▸ Task objective: Every single entry that follows must be copied exactly.

· · · ·

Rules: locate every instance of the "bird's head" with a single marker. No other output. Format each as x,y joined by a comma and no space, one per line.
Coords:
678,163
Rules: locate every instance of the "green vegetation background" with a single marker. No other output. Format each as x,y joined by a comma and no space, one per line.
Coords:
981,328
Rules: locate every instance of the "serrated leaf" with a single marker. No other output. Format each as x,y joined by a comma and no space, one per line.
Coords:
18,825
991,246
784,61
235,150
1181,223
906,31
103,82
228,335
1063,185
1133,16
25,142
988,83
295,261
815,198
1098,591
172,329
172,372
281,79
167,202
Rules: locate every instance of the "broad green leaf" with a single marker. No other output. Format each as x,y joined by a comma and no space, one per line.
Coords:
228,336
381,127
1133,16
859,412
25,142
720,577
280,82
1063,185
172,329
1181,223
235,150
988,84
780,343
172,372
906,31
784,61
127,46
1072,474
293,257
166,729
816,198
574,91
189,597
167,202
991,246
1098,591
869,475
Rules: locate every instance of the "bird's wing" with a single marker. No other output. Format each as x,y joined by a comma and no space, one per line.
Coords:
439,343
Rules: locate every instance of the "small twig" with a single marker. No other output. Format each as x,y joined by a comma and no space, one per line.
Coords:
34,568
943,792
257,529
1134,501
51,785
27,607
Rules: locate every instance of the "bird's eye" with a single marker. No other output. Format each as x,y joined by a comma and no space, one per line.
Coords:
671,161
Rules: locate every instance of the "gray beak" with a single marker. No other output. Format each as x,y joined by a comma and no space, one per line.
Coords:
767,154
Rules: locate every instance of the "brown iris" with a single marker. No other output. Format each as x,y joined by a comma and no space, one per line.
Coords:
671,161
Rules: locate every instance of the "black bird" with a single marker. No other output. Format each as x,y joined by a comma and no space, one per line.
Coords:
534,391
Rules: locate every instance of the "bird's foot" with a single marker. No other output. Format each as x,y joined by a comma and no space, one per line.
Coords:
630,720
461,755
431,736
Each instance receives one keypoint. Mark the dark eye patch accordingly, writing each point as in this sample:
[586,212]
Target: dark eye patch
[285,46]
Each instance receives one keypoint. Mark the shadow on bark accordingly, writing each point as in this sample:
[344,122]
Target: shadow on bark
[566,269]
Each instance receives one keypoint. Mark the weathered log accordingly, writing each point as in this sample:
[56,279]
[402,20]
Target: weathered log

· · · ·

▸ Answer area:
Rules: locate every instance of the "bird's head" with a single marker. No other output. Format each as x,y joined by a comma and no space, one per line.
Coords:
678,163
Rules: locate every instance of the "green vegetation background" with a single marker. No other output. Format each as x,y joined by a comma and no space, one per line.
Coords:
981,328
Rules: locate every instance of the "serrated leaf" with a single marker. No other output. Format each as x,y joined by a comma and no space, one per line.
Coords:
18,825
991,246
784,61
235,150
1181,223
906,31
103,82
228,335
1063,185
1133,16
25,142
988,83
295,261
815,198
1098,591
172,329
172,372
281,79
167,202
Rules: locate every instance of the "broad green leaf" with a single marker. No other output. Format each as x,y joined by a comma and no space, one per line.
Coords:
228,336
381,127
1133,16
859,412
25,142
720,577
280,82
1063,185
172,329
1181,223
235,150
988,84
780,343
172,372
906,31
784,61
127,46
1072,474
293,257
166,729
816,198
574,91
189,597
167,202
991,246
1098,591
869,475
Rules: locate every instance of the "bird's wing" with a single marker. No other output. Format each as x,y joined by a comma and no space, one per line.
Coords:
439,343
Rules: locate every instance of the "small twig" with a single marker. No other output. Format each as x,y joined by a comma and no space, one per line.
Coords:
34,568
943,792
257,529
1134,501
51,785
27,607
Rules: locate every instance of the "bird's eye" with a single marker. No other output. Format each as x,y joined by a comma and no space, one per line.
Coords:
671,161
Rules: locate every instance of the "gray beak" with a single marker. No other output. Format each as x,y joined by a comma and no space, one per line.
Coords:
767,154
Rules: locate every instance of the "brown iris" with a single marker. No other output. Format each as x,y joined by a comma and no space, one per line.
Coords:
671,161
Rules: locate every instance of the "black bird" with a single marker. No other output. Format each as x,y joined by a comma and no space, one per line.
Coords:
534,391
Rules: locate every instance of the "bird's foot" with a single marker. No other output. Format each as x,y joined by a comma and no space, one per line.
Coords:
630,720
461,755
431,736
Each instance receives one keypoint. Mark the dark eye patch accordingly, writing each point as in this sample:
[586,212]
Target: dark eye patch
[285,46]
Each instance receives one keypoint. Mark the shadow on bark accordingly, writing each point as in this sample:
[344,122]
Target: shadow on bark
[566,269]
Each instance receives one keypoint. Mark the weathered log accordingly, writing each point as in this sample:
[56,279]
[402,20]
Target: weathered log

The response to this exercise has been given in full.